### What you will do
Everything from the first line of the entries below through the line holding "M797 744L999 836L993" must be printed exactly as written.
________________________
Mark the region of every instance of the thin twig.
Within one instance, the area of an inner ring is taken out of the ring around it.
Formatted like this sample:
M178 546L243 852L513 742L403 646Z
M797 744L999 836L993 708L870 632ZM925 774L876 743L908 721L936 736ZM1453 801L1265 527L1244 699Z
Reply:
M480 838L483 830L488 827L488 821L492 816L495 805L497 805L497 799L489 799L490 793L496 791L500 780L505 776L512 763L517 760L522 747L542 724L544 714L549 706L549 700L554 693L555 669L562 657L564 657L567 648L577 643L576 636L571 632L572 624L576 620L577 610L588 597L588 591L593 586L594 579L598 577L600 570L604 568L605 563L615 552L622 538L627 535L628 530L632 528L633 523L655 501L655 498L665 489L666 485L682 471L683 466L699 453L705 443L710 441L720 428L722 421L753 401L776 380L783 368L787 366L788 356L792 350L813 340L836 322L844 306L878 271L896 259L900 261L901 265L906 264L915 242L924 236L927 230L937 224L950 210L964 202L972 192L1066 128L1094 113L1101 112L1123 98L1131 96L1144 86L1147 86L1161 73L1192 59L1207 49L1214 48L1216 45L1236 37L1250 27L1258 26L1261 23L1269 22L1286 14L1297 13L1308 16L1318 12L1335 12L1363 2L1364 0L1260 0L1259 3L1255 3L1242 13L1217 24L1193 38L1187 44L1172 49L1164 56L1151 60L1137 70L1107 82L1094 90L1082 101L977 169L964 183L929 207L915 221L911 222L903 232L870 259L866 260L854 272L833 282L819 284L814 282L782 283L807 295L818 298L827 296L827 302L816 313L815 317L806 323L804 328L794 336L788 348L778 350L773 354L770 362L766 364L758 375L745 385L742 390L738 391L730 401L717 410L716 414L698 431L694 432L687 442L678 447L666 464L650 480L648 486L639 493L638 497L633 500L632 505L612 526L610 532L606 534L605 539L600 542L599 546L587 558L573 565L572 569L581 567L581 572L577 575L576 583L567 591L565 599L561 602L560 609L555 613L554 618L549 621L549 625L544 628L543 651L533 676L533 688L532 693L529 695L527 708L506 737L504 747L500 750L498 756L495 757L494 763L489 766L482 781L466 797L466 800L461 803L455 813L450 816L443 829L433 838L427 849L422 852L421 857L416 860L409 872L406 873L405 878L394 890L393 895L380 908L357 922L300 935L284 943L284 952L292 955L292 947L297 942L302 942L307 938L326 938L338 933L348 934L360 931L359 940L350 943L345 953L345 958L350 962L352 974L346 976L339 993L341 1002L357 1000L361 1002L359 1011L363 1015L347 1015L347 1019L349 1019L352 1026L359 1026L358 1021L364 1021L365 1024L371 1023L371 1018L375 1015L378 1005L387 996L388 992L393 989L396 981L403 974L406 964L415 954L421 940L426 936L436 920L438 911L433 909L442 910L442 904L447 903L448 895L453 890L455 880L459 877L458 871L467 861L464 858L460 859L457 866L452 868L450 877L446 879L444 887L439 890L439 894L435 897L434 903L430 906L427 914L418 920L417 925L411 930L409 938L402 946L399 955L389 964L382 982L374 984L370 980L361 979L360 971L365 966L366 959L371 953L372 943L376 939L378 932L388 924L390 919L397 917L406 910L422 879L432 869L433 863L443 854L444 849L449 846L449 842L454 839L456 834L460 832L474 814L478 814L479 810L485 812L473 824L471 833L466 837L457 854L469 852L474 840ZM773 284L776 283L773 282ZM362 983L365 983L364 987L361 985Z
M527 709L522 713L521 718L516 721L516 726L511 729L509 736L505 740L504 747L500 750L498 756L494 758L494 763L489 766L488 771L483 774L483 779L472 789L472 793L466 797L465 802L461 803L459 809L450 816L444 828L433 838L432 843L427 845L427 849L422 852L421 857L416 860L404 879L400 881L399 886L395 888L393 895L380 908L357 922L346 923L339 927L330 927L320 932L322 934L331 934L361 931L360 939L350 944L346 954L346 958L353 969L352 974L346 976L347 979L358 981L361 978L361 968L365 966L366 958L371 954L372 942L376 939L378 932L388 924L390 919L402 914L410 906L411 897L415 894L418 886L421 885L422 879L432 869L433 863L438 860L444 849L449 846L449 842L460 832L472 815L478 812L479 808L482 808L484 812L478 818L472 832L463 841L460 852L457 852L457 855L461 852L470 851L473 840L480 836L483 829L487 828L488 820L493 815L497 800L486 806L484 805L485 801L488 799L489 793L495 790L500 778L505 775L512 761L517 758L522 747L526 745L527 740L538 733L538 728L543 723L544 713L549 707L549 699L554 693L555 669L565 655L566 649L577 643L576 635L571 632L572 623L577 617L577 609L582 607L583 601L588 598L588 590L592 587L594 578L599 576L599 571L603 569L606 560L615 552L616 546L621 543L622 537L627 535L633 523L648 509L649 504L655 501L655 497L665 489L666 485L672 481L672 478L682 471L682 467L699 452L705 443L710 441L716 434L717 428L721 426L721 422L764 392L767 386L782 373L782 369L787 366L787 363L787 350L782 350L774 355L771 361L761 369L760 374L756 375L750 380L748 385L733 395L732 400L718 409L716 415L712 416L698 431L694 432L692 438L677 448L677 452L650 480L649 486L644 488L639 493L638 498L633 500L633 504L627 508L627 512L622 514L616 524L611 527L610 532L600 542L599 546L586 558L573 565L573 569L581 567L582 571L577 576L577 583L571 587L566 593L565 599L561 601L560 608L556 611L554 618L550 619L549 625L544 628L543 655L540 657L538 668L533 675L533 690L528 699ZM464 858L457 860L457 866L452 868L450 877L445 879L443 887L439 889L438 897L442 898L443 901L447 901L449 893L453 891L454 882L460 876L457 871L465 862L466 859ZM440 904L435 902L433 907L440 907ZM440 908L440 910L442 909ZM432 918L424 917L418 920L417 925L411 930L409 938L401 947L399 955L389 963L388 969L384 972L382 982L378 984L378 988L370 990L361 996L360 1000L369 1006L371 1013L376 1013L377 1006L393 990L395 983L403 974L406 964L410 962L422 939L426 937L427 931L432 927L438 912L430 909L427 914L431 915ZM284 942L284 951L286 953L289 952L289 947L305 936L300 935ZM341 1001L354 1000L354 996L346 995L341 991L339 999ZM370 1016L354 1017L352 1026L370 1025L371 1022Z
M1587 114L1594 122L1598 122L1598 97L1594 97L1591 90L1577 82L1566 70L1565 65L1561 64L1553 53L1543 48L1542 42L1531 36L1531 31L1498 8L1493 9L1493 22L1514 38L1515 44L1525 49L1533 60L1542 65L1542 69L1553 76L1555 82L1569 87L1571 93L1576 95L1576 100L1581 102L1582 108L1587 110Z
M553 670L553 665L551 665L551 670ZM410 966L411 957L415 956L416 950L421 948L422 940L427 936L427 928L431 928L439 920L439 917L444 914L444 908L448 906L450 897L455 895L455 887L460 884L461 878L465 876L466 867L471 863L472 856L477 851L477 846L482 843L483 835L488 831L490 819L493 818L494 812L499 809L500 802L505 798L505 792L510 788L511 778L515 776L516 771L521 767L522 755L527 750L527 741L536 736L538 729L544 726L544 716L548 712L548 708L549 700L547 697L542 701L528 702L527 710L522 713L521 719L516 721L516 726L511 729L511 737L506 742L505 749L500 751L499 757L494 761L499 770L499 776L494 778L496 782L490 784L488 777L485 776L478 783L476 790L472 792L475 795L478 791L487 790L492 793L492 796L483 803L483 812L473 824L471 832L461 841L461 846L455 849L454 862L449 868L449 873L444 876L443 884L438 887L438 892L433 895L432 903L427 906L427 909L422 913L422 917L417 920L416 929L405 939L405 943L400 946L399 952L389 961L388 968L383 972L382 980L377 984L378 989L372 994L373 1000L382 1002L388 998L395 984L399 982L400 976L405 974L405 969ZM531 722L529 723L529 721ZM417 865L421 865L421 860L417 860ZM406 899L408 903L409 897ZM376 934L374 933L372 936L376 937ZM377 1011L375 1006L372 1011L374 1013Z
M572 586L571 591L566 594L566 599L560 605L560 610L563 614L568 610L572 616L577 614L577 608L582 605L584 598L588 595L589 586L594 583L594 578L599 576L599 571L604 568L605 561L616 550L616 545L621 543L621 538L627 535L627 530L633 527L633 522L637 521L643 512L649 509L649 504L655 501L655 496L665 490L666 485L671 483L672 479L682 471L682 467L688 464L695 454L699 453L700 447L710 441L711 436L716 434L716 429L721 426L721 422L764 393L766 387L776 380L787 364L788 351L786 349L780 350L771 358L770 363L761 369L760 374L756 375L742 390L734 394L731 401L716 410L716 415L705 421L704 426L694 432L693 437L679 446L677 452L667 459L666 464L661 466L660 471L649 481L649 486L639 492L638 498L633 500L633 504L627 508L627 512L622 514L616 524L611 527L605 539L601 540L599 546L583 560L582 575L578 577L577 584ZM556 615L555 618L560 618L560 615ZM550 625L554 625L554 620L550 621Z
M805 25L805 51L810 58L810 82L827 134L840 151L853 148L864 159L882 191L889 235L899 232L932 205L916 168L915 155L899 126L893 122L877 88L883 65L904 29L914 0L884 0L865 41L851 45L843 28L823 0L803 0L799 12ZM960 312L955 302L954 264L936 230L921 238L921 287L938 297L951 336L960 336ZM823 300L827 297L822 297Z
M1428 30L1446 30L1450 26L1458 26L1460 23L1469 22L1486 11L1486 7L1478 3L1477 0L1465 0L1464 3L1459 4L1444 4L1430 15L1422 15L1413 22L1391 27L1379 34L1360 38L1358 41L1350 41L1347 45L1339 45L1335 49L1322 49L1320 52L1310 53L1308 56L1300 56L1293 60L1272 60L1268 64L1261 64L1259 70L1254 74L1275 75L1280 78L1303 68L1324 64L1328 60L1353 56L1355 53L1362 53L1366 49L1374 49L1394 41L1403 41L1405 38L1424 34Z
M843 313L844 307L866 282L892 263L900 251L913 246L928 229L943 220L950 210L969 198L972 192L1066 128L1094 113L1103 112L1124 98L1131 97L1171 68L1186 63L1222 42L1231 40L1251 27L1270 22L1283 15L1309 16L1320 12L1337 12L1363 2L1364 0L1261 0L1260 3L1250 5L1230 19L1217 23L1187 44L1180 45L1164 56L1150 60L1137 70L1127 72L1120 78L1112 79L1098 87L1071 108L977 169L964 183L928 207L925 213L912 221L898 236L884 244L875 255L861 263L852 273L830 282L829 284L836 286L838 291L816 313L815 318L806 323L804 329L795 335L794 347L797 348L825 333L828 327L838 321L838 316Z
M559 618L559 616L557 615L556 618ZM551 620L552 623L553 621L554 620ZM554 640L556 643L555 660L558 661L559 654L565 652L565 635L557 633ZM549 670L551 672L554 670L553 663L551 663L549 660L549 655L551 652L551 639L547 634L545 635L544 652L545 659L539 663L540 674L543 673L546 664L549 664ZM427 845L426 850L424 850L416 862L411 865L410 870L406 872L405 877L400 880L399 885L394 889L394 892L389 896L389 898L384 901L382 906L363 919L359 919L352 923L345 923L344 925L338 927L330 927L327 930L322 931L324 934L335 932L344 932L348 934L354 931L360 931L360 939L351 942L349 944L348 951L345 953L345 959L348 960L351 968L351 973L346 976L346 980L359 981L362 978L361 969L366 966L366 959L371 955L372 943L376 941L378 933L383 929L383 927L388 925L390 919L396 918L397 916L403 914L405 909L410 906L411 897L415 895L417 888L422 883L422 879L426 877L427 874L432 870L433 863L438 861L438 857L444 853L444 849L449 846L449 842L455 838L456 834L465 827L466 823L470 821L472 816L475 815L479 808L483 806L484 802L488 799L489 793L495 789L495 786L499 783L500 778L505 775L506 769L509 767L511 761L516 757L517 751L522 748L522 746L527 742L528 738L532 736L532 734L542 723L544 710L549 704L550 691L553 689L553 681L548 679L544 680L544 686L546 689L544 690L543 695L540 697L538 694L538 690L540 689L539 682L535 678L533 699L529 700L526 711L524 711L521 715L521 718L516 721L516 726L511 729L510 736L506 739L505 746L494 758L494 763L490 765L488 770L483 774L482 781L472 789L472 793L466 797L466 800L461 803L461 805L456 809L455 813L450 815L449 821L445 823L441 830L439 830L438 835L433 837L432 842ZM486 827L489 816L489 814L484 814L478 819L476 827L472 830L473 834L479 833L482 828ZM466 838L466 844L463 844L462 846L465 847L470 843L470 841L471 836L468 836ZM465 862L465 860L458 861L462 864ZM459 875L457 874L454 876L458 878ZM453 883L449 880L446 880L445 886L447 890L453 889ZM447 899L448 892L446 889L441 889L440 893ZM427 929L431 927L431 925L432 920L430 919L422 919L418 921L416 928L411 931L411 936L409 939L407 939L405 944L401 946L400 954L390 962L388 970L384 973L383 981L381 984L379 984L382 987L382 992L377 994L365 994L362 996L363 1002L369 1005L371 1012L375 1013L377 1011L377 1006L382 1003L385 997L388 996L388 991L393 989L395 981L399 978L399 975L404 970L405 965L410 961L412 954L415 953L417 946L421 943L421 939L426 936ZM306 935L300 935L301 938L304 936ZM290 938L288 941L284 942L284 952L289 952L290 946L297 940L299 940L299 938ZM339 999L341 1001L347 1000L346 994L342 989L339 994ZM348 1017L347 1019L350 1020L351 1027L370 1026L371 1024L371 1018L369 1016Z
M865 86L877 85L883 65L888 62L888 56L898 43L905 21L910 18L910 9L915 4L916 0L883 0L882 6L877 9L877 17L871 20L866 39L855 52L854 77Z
________________________
### Solution to the exercise
Mark the region of every instance of the thin twig.
Within one instance, the area of an inner ring is taken out of the ring around it.
Formatted like this sample:
M178 546L243 852L513 742L403 646Z
M797 744L999 836L993 708L870 632ZM925 774L876 743L908 721L936 736ZM1453 801L1265 527L1244 699Z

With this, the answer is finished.